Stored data

■ ■ ■

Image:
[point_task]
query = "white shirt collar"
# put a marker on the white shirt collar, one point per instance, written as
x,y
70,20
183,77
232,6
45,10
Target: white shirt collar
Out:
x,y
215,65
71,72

■ ■ ■

* WHAT YOU NEED TO DO *
Copy out each line of the rows above without changing anything.

* ANSWER TO THE TASK *
Image:
[point_task]
query = "white shirt collar"
# put a marker on the white shirt collar, one point per instance, written as
x,y
70,20
183,77
232,6
45,10
Target: white shirt collar
Out:
x,y
215,65
71,72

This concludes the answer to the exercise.